Reproduce, from the line containing "Would you mind indicating the lemon slice" to the last line of the material, every line exactly.

▼

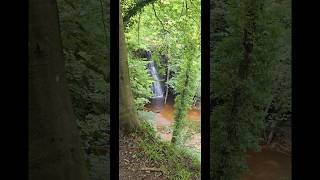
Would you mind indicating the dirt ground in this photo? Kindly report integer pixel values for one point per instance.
(133, 166)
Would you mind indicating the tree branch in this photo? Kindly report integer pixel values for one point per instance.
(135, 9)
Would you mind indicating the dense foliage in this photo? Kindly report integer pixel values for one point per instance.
(250, 54)
(85, 35)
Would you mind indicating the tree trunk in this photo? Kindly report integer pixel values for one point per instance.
(54, 141)
(127, 111)
(167, 85)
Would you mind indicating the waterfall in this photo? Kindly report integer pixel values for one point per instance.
(158, 98)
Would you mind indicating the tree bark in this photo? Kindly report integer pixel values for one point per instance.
(127, 111)
(54, 141)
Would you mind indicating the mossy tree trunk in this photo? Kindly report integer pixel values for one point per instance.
(127, 111)
(54, 141)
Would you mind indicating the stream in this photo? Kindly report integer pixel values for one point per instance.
(264, 165)
(268, 165)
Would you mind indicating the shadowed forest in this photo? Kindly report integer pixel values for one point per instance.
(250, 89)
(160, 89)
(69, 107)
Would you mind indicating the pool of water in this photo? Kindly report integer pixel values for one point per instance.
(268, 165)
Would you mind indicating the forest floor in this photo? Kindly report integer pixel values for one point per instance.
(134, 166)
(144, 155)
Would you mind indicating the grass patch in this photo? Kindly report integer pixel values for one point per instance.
(176, 162)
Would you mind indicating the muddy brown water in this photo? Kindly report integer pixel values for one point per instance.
(268, 165)
(168, 113)
(264, 165)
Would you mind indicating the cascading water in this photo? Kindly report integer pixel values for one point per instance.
(157, 101)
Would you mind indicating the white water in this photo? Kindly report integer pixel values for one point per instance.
(157, 89)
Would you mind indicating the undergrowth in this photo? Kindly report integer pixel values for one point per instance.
(176, 162)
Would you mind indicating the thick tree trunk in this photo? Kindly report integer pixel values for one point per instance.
(127, 110)
(54, 142)
(167, 85)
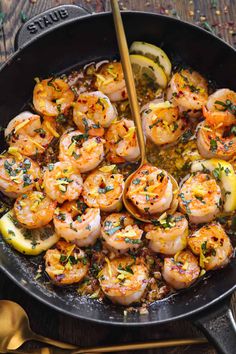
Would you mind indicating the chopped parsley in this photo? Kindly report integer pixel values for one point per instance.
(213, 145)
(132, 241)
(105, 190)
(200, 199)
(185, 203)
(227, 106)
(113, 230)
(136, 181)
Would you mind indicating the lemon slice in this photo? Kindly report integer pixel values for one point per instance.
(30, 242)
(146, 69)
(152, 52)
(224, 173)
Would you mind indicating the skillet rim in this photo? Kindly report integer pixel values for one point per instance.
(44, 300)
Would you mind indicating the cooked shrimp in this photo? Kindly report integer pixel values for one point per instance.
(81, 151)
(29, 134)
(182, 270)
(92, 112)
(77, 223)
(150, 190)
(220, 109)
(66, 264)
(62, 182)
(200, 198)
(110, 80)
(34, 209)
(212, 142)
(104, 190)
(212, 245)
(161, 122)
(188, 90)
(121, 142)
(123, 280)
(120, 232)
(168, 234)
(52, 97)
(18, 176)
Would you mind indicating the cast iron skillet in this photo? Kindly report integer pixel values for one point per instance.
(58, 40)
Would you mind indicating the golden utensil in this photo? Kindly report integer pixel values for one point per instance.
(135, 110)
(15, 328)
(121, 347)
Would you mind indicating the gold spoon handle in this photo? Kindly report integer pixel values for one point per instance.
(122, 347)
(53, 342)
(128, 74)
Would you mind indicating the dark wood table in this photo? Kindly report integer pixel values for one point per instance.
(216, 16)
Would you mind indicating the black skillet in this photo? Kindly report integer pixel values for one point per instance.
(67, 37)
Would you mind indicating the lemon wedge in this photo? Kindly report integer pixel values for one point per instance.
(224, 173)
(30, 242)
(152, 52)
(146, 69)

▲

ANSWER TO THIS TASK:
Would you mind indicating the lemon slice in this photo? Kindly report integer pixel values for one point per instance.
(30, 242)
(146, 69)
(152, 52)
(224, 173)
Would you mind indicating the skillet rim in this photo? Kindly report integer pixel values for one point per instance.
(44, 300)
Would you mind indicating the cooked shrimp in this photo? Kindly report integer pixel values for one point per instance.
(81, 151)
(29, 134)
(182, 270)
(92, 112)
(77, 223)
(150, 190)
(220, 109)
(66, 264)
(62, 182)
(200, 198)
(110, 80)
(34, 209)
(212, 142)
(104, 190)
(212, 245)
(161, 122)
(188, 90)
(121, 142)
(123, 280)
(120, 232)
(168, 234)
(52, 97)
(18, 176)
Would you mind indicating the cast iron skillet in this photo? Kindly report integer pixel values for one point per instance.
(58, 40)
Would you mind indicating the golden utensil in this photo? Kindly report integer pixel values for one point per instance.
(135, 110)
(15, 328)
(121, 347)
Would you mind indicating the gold spoon handle in this photo? Kindly report integer pixel values for one point per instance.
(122, 347)
(53, 342)
(128, 74)
Would you mind indicating the dark wood table in this photo? Kindly report integer pixel values for one point per instance.
(216, 16)
Would you mind indicating the black skillet in this photo? Kindly report integer pixel values for one point per instance.
(67, 37)
Would you mind indicating the lemon wedge in this photo? Kindly report integer pixel values for one point per instance.
(224, 173)
(30, 242)
(152, 52)
(146, 69)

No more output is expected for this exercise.